# [SUPPLIED DATA]
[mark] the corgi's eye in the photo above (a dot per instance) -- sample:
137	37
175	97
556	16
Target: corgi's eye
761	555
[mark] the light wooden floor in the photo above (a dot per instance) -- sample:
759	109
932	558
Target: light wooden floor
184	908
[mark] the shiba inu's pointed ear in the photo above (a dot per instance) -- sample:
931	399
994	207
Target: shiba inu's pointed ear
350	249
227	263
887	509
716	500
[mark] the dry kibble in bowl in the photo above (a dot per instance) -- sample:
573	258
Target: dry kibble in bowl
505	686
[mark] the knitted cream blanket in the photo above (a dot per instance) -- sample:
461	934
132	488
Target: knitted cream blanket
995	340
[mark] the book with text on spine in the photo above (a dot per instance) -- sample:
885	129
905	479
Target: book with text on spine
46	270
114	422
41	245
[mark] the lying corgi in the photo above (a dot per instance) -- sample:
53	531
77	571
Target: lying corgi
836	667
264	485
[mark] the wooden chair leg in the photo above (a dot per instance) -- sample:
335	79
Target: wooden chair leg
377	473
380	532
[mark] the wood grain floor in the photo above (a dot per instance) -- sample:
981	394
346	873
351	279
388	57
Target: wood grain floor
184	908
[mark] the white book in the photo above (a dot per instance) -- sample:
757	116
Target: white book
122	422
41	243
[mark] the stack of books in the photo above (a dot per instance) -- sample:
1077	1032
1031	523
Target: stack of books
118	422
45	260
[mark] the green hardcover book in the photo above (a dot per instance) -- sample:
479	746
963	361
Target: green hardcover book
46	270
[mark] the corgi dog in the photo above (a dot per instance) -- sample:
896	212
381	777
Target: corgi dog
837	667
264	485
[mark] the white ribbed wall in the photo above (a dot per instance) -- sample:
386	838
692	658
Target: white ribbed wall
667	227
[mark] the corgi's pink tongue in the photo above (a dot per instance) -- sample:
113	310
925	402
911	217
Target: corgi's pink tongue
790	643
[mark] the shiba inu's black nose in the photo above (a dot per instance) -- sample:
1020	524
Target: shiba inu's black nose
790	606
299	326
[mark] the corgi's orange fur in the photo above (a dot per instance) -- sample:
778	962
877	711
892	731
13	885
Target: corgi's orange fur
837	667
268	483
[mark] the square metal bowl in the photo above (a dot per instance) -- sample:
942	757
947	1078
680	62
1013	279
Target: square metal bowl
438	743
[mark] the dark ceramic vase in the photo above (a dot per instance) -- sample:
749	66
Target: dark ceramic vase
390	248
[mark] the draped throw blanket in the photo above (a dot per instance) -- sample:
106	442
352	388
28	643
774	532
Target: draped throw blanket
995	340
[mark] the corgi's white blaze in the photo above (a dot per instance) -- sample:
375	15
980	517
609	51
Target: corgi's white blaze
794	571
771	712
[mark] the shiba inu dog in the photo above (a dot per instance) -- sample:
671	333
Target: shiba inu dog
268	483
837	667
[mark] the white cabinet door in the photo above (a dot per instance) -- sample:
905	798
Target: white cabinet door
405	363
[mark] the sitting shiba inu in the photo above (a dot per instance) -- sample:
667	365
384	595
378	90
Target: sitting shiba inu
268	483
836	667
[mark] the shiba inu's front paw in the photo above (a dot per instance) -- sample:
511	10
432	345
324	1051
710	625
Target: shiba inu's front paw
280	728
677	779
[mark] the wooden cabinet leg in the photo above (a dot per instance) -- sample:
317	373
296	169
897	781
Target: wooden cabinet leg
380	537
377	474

# [AIM OF THE TASK]
Transcribe every entry exactly, omitting nothing.

# [FINAL ANSWER]
[mark] the corgi's eye in the photo above (a dot per instance) -- sample:
137	37
175	97
556	16
Target: corgi's eye
761	555
[mark] the light wooden floor in the photo above (a dot per instance) -- sample:
759	109
932	558
Target: light wooden floor
184	908
[mark] the shiba inu's pointed ear in the photo above (a dot per instance) -- sample:
931	399
994	207
Target: shiba inu's pointed ear
350	249
227	263
887	509
716	500
[mark] the dry kibble in bowl in the photo above (a dot per instance) -- sample:
573	258
Target: dry kibble in bowl
505	686
[mark] the knitted cream blanket in the photo above (a dot per instance) -- sample:
461	934
132	488
Target: knitted cream blanket
995	340
[mark] the book with text on spine in the photo above (a dot per instance) -- sample:
885	129
905	479
Target: book with text on spine
46	270
114	422
41	245
[mark] the lying corgi in the photo above (a dot per instance) -- sample:
53	531
77	571
Target: lying corgi
836	667
264	485
[mark] the wooden chair leg in the photo above (a dot per instance) -- sample:
335	79
Target: wooden chair leg
377	473
380	532
[mark] the wood grain floor in the photo above (a dot per instance) -- sample:
981	394
346	873
351	279
388	57
Target: wood grain floor
184	908
[mark] the white book in the photo above (a dot per instance) -- sample:
757	116
Target: white book
122	422
41	243
[mark] the stack of books in the photo above (a dot per instance) -- sample:
1077	1032
1031	523
Target: stack of books
118	422
45	260
[mark] the green hardcover book in the photo above (a dot per instance) -- sample:
479	746
963	361
Target: green hardcover book
46	270
[mark] the corgi dog in the photo above (a dot per instance) -- sample:
896	212
381	777
Target: corgi dog
837	667
264	485
[mark] the white ribbed wall in the photo above (a dot per instance) -- sample:
386	838
692	658
Target: white ribbed wall
667	227
[mark] the corgi's pink tongue in the photo above (a dot per instance) -- sample:
113	310
925	402
911	217
Target: corgi's pink tongue
790	643
[mark] the shiba inu's black nose in the photo above (a dot per instance) -- sample:
1020	524
Target: shiba inu's black nose
790	606
299	326
[mark] the corgi's orange fur in the photo above (a dot per instance) -- sample:
778	962
877	711
892	731
13	885
Target: corgi's orange fur
837	667
268	483
[mark] the square metal bowl in the photo above (a dot per instance) -- sample:
942	757
947	1078
680	62
1013	279
Target: square metal bowl
438	743
[mark] the dark ceramic vase in the photo above (a dot per instance) -- sample:
749	66
Target: dark ceramic vase
390	248
[mark] the draped throw blanket in the photo above (a dot per instance) -- sample:
106	442
352	388
28	643
774	532
Target: draped throw blanket
995	340
[mark] the corgi's white blaze in the photo above (a dot per instance) -- sample:
375	15
980	517
609	51
Target: corgi's white blaze
794	571
771	712
[mark] the shiba inu dog in the photo above (a dot per instance) -- sample:
671	333
Target: shiba inu dog
268	483
837	667
[mark] the white cabinet door in the photo above (a dot per instance) -- sample:
905	798
Target: white cabinet door
405	363
[mark] the sitting shiba inu in the photo above (a dot per instance) -- sample:
667	365
384	595
378	90
Target: sitting shiba inu
268	483
836	667
[mark] the shiba inu's front paw in the photo above (a dot per instance) -- sample:
511	10
432	345
324	1051
710	625
Target: shiba inu's front paw
280	728
677	779
[mark] the wooden cabinet leg in the photo above (a dot per instance) -- sample:
317	373
296	169
897	781
Target: wooden cabinet leg
380	537
377	474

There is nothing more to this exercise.